[Document extract]:
######

Hezbollah has been identified as a significant actor in the reconstruction of Lebanon. Hezbollah provides welfare support and social services, and has exerted control over state institutions during various crises. Al-Qard Al-Hasan positions itself as a charitable organization, working to relieve poverty in Lebanon. In the wake of the ongoing liquidity crisis and the Beirut port explosion of 2020, Al-Qard Al-Hasan has provided a financial safety net for many Shiite families in Lebanon.

Many parties, including the United States and Israel, as well as Lebanese observers, have accused Hezbollah of using Al-Qard Al-Hasan to abuse Lebanon's financial crisis for their political aims, under the cover of charity. Hezbollah has been accused of enforcing, through Al-Qard Al-Hasan, a system of political patronage.

=== United States sanctions ===
In July 2007, the U.S. Treasury Department designated Al-Qard Al-Hasan as a terrorist organization, for "being owned or controlled by, and providing support to", Hezbollah. The U.S. Treasury Department claims that Al-Qard Al-Hasan has been used by Hezbollah as "a cover to manage the terrorist group's financial activities and gain access to the international financial system".

######

[Problem details]:
According to the passage on Al-Qard Al-Hasan, on what grounds did the U.S. Treasury Department designate the organization as a terrorist organization in July 2007? Answer in one to three sentences. The lines that follow have no connection to the passage on Al-Qard Al-Hasan.

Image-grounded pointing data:
######

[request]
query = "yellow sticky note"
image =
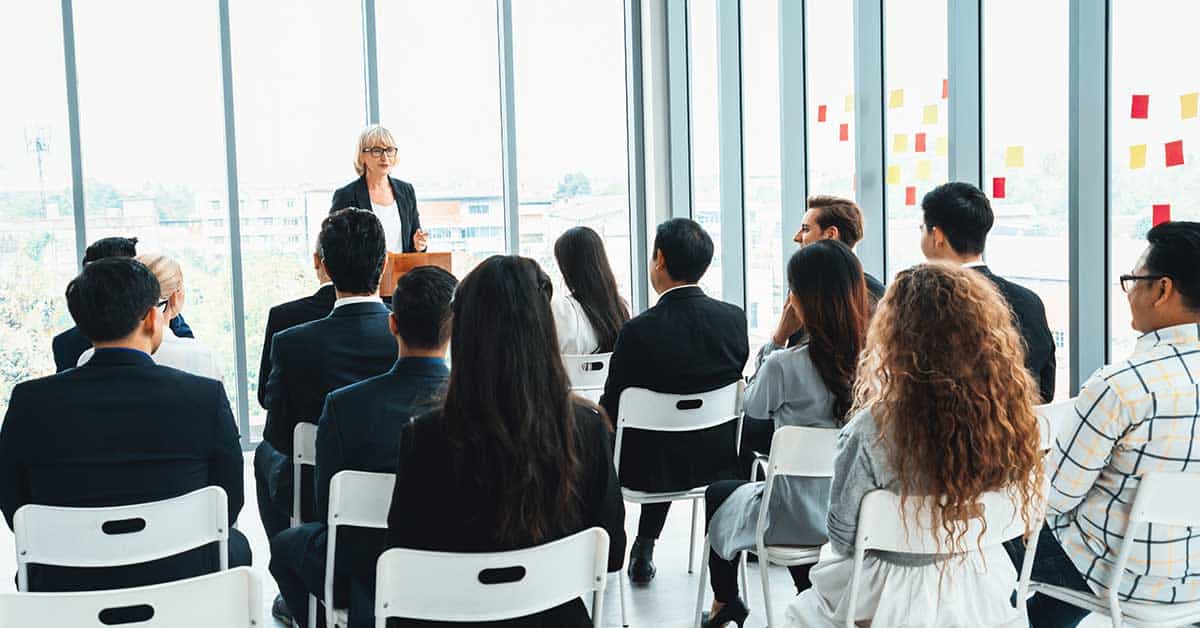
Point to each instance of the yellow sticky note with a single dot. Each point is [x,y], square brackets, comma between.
[1014,157]
[893,174]
[930,114]
[1137,156]
[1188,105]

######

[Response for this exercise]:
The U.S. Treasury Department designated Al-Qard Al-Hasan a terrorist organization for "being owned or controlled by, and providing support to", Hezbollah. The department also claims that Hezbollah has used it as "a cover to manage the terrorist group's financial activities and gain access to the international financial system".